:: Given entries ::
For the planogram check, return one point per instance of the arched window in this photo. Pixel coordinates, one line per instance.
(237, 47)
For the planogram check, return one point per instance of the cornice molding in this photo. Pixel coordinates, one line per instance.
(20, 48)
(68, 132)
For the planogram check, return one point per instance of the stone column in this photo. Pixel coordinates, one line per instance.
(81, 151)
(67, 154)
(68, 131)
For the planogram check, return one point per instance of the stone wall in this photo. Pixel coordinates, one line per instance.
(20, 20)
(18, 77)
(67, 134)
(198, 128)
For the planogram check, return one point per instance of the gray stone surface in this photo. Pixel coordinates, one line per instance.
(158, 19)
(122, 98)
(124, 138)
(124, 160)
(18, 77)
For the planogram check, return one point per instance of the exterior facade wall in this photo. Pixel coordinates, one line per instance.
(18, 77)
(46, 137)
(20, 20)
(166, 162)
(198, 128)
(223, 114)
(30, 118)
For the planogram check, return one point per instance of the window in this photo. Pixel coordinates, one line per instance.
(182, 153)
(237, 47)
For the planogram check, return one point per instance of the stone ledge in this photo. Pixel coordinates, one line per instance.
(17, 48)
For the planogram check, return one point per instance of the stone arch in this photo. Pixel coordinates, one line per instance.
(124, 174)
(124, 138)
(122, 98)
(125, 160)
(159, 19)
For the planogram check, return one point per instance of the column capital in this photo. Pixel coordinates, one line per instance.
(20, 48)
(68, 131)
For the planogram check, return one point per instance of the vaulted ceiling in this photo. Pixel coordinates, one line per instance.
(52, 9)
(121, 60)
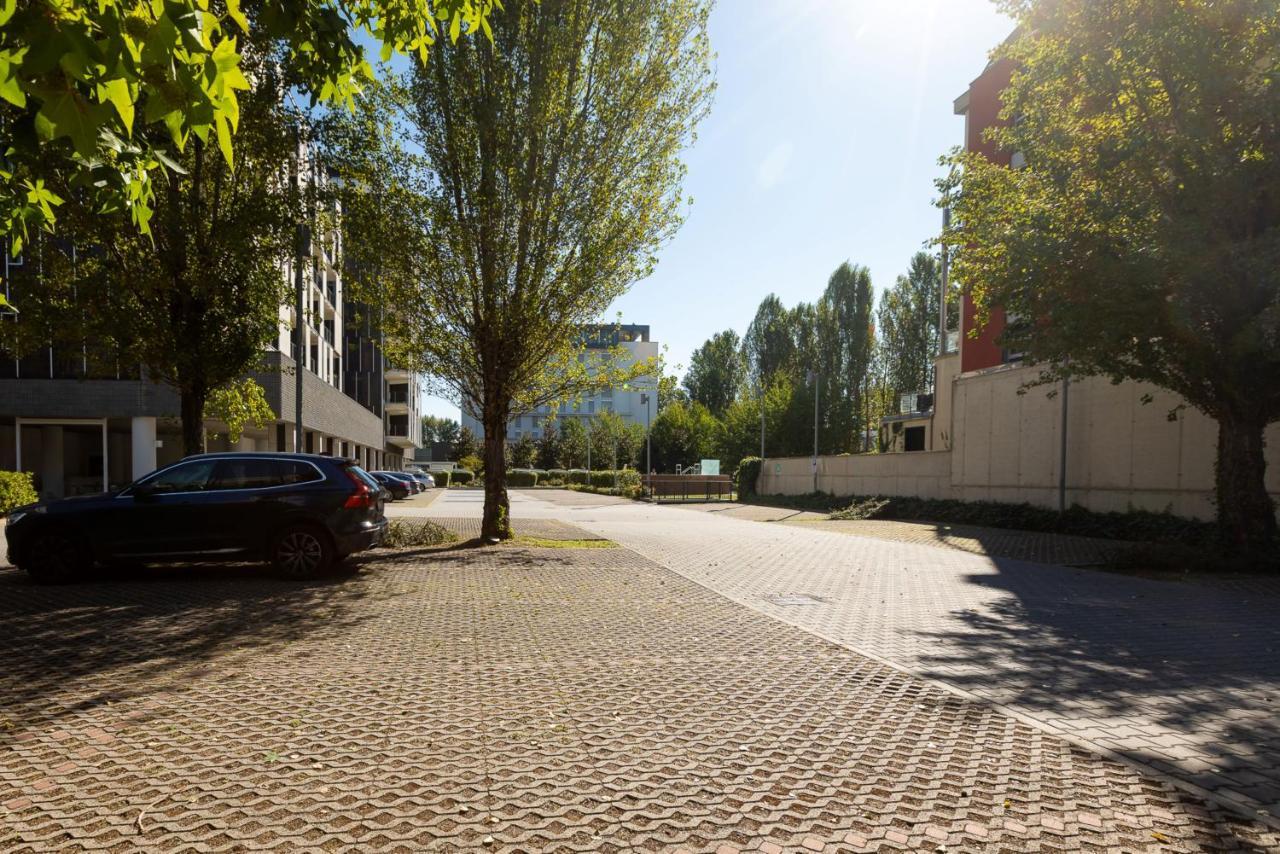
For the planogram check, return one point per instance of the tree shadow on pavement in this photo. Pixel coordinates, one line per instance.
(128, 634)
(1155, 670)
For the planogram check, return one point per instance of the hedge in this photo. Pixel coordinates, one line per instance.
(521, 478)
(748, 475)
(17, 488)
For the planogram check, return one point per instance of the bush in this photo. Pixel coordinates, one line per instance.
(1137, 525)
(401, 533)
(748, 475)
(521, 478)
(17, 488)
(471, 464)
(600, 479)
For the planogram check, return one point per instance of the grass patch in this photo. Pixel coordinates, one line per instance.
(542, 542)
(403, 534)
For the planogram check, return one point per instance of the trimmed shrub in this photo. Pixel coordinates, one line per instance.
(521, 478)
(401, 533)
(17, 488)
(748, 475)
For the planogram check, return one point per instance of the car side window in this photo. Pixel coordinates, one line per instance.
(191, 476)
(260, 474)
(246, 474)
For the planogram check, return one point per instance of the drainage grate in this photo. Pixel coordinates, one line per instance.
(792, 599)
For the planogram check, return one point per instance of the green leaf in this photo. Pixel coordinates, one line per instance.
(9, 87)
(71, 115)
(117, 94)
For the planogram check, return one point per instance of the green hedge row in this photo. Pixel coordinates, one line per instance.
(17, 488)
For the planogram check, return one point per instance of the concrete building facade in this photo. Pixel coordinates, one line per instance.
(81, 429)
(993, 435)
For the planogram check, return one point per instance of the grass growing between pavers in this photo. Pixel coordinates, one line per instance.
(543, 542)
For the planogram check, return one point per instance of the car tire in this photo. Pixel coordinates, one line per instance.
(56, 557)
(302, 552)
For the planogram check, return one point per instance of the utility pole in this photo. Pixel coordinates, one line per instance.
(301, 251)
(762, 420)
(813, 378)
(942, 297)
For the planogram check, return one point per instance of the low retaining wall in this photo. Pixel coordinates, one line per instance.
(926, 474)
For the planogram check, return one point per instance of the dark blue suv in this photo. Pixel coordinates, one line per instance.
(301, 512)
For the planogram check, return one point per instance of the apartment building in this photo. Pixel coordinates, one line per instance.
(82, 429)
(635, 403)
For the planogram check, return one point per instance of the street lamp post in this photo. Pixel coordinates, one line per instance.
(813, 378)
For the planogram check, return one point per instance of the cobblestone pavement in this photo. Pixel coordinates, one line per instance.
(516, 699)
(1179, 677)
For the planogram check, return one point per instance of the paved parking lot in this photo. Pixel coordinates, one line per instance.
(595, 699)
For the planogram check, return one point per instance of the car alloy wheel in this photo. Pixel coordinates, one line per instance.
(301, 553)
(55, 557)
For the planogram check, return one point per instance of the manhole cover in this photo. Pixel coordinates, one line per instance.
(792, 599)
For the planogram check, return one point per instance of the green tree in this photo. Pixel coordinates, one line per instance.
(524, 452)
(717, 371)
(549, 451)
(437, 428)
(466, 446)
(553, 177)
(99, 97)
(684, 434)
(908, 325)
(572, 443)
(1143, 232)
(769, 342)
(670, 392)
(199, 298)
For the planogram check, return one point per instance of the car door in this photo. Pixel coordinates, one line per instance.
(161, 515)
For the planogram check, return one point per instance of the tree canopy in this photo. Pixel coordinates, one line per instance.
(99, 97)
(717, 371)
(1141, 240)
(549, 176)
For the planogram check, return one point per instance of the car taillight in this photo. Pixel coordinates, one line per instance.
(362, 497)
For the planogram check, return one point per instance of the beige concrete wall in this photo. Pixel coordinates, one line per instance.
(1121, 452)
(926, 474)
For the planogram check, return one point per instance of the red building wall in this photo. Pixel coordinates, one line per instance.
(981, 351)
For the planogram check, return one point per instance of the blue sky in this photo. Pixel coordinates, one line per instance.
(822, 146)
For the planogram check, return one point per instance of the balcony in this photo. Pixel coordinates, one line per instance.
(397, 400)
(398, 432)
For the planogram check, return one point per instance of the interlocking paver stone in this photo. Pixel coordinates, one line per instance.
(1110, 660)
(516, 699)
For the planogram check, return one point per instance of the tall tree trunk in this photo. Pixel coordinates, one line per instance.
(192, 409)
(1246, 515)
(497, 506)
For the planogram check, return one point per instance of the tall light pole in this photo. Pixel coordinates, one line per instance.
(813, 378)
(762, 419)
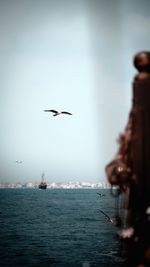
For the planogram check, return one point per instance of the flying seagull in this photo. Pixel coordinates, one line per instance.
(108, 218)
(57, 112)
(101, 195)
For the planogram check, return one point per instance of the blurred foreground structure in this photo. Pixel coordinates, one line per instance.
(130, 172)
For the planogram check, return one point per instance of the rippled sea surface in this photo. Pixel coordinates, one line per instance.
(57, 227)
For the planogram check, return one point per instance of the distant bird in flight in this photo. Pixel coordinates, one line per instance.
(101, 195)
(56, 113)
(18, 161)
(108, 218)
:::
_Short problem_: Rewrite all the material above with "planogram check" replaced by "layout review" and everything else unchanged, leaving out the pictures.

_Task output_:
For the layout review, return one point per instance of the arched window in this photo. Pixel coordinates, one line per instance.
(237, 47)
For the layout review, return one point per instance of the cornice molding in this photo. Pixel coordinates, one line per instance.
(20, 48)
(68, 132)
For the layout review, return one point per instance of the stone column in this photo. Pixel coordinates, one line per instance.
(81, 151)
(67, 154)
(68, 131)
For the layout review, return one point per instance of the stone wall in this photo. Pixel coordinates, one line per instance.
(20, 20)
(18, 77)
(67, 134)
(198, 128)
For the layout review, return one point per instance of the gray stone surface in this photo. Pixel coordinates, one line per instance.
(158, 19)
(122, 98)
(124, 138)
(124, 160)
(18, 77)
For the layout review, return one point per instance of the exterior facade wall in this photo. Pixel coordinates, one line per instance.
(18, 77)
(46, 137)
(20, 20)
(166, 162)
(198, 128)
(223, 114)
(30, 118)
For the layout review, return one point per instance of the window in this photo. Pixel coordinates, one line per instance.
(182, 153)
(237, 47)
For the layout review, return one point per instance of the stone ledge in this photo. Pixel coordinates, one line per instance.
(17, 48)
For the layout review, return one point per instance of the stone arch in this photo. Pixel coordinates, one line per instance.
(124, 174)
(124, 138)
(122, 98)
(125, 160)
(159, 19)
For the layout review, return one point per instance of the column capital in this photo. Pixel coordinates, one line per instance.
(20, 48)
(68, 131)
For the layout review, return one point per instance of the vaulted ceiling in this photo. Pixel coordinates, one line per instance.
(52, 9)
(121, 60)
For the layout review, return one point per instance of the tree shadow on pavement in this photo. Pixel coordinates, one line per instance.
(128, 634)
(1155, 670)
For the layout review, return one point per instance of the hedge in this photo. Pixel coordinates, one line per instance.
(521, 478)
(748, 475)
(17, 488)
For the layout review, return one point per instance of the bush in this photo. Pixel coordinates, one line per instance.
(1137, 525)
(401, 533)
(748, 475)
(521, 478)
(17, 488)
(471, 464)
(600, 479)
For the layout review, return one point per instance of the grass patch in this photo. Pixel coordinates, one line per instance.
(542, 542)
(403, 534)
For the layout review, return one point per instance of the trimmed shrub in this photo. Pixel coordinates, one line per instance.
(521, 478)
(401, 533)
(17, 488)
(748, 475)
For the layout review, return one point per instance of the car side window in this photo. Pixel coordinates, one line per instance.
(191, 476)
(260, 474)
(246, 474)
For the layout review, return one point per instance of the drainage grate in this photo. Pixel coordinates, one line per instance.
(792, 599)
For the layout review, return one point per instance of the green leaf in this photo. Pixel coordinates, one line per instance.
(9, 87)
(71, 115)
(117, 94)
For the layout review, return one point per instance of the green hedge row in this photo. Pixel coordinates, one line per instance.
(17, 488)
For the layout review, return one point per instance of the concrete building facade in this photo. Pixel coordinates, one line per instance.
(81, 429)
(993, 435)
For the layout review, return one point per instance of the grass growing between pavers in this photo. Pixel coordinates, one line per instance.
(543, 542)
For the layout review, return one point per instance of the car tire in this photo. Pixel coordinates, one line per instance.
(56, 557)
(302, 552)
For the layout review, return one point per instance of the utility pole in this photo. Pixel coordinates, one line per instance.
(301, 251)
(762, 420)
(813, 378)
(942, 297)
For the layout review, return one point per instance of the low retaining wall in this photo. Pixel coordinates, one line per instance.
(926, 474)
For the layout review, return one point per instance of the dark blue suv in this photo. Pixel coordinates, one line per instance.
(301, 512)
For the layout review, return one point per instance of the apartment building in this photo. Pixel coordinates, one line per instance.
(82, 429)
(635, 403)
For the layout review, return one point per instance of the street lamp post in this photo. Pixel coordinates, one line per instance.
(813, 378)
For the layout review, return one point per instance of the cobblestone pavement in this photo. Pixel coordinates, one line per instance.
(516, 699)
(1179, 677)
For the layout review, return one point per instance of the paved parking lot in this photo. Pixel coordinates, one line per instance.
(595, 699)
For the layout review, return one point per instance of the car alloy wheel in this photo. Pixel coordinates, one line per instance.
(301, 553)
(55, 557)
For the layout review, return one point per instance of the manhole cover in this photo. Pixel coordinates, one line per instance.
(792, 599)
For the layout review, return one point per instance of the green tree in this photo. Pixel coordinates, one line per instance.
(524, 452)
(717, 371)
(549, 451)
(437, 428)
(466, 446)
(553, 177)
(99, 97)
(684, 434)
(908, 325)
(572, 443)
(1143, 232)
(769, 342)
(670, 392)
(199, 298)
For the layout review, return one point per instance of the car door in this photo. Pixel coordinates, one line per instance.
(161, 515)
For the layout review, return one point per instance of the tree canopy in this photo. Pixel coordinates, one line per instance.
(99, 97)
(717, 371)
(1141, 240)
(549, 176)
For the layout review, return one point per instance of the car taillight in this photo. Pixel coordinates, one line per instance.
(362, 497)
For the layout review, return one point per instance of the beige concrete wall in this photo. Pixel coordinates, one line per instance.
(1121, 452)
(926, 474)
For the layout review, return one point per instance of the red building wall in this photo. Pixel coordinates, one line per instance.
(981, 351)
For the layout review, return one point per instance of the blue sky in this photo. Pixel coordinates, one line per instance.
(822, 146)
For the layout review, return one point per instance of the balcony in this photo. Pixel coordinates, one line per instance.
(397, 400)
(398, 432)
For the layout review, return one point per instance of the interlocking paver stone in this photo. Pixel coordinates, one line per instance.
(1110, 660)
(516, 699)
For the layout review, return one point per instance of the tall tree trunk in this photo. Pixel coordinates, one line per instance.
(192, 409)
(1246, 515)
(497, 506)
For the layout review, return one point per instance of the tall light pole in this photo. Pixel coordinates, one line per instance.
(813, 378)
(762, 419)
For the layout review, return one point per instance of the flying seagull in this photo. Pixel coordinates, one line per instance.
(108, 218)
(57, 112)
(101, 195)
For the layout review, return one point per instance of the blurred foreground structure in this photo. Pixel coordinates, one line per instance.
(130, 172)
For the layout review, return one point per instance of the rippled sea surface in this photo. Pixel coordinates, one line per instance.
(57, 227)
For the layout review, return one point per instance of the distant bird in flight in this photo. Pixel coordinates, one line per instance.
(101, 195)
(56, 113)
(18, 161)
(108, 218)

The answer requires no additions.